Work instructions
Print the records exactly as they are written.

Supplied entries
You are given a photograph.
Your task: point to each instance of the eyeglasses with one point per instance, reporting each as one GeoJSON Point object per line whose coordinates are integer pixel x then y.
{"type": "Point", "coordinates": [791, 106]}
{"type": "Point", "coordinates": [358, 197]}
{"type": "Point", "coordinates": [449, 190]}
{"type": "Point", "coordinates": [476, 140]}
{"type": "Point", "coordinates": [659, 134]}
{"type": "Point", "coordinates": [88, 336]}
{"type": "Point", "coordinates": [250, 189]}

The answer
You are given a photograph.
Your task: point to each instance of the eyeglasses with one point per instance, reporting each as one GeoJSON Point object per line whose coordinates are integer pixel x then y.
{"type": "Point", "coordinates": [791, 106]}
{"type": "Point", "coordinates": [358, 197]}
{"type": "Point", "coordinates": [449, 190]}
{"type": "Point", "coordinates": [476, 140]}
{"type": "Point", "coordinates": [659, 134]}
{"type": "Point", "coordinates": [88, 336]}
{"type": "Point", "coordinates": [250, 189]}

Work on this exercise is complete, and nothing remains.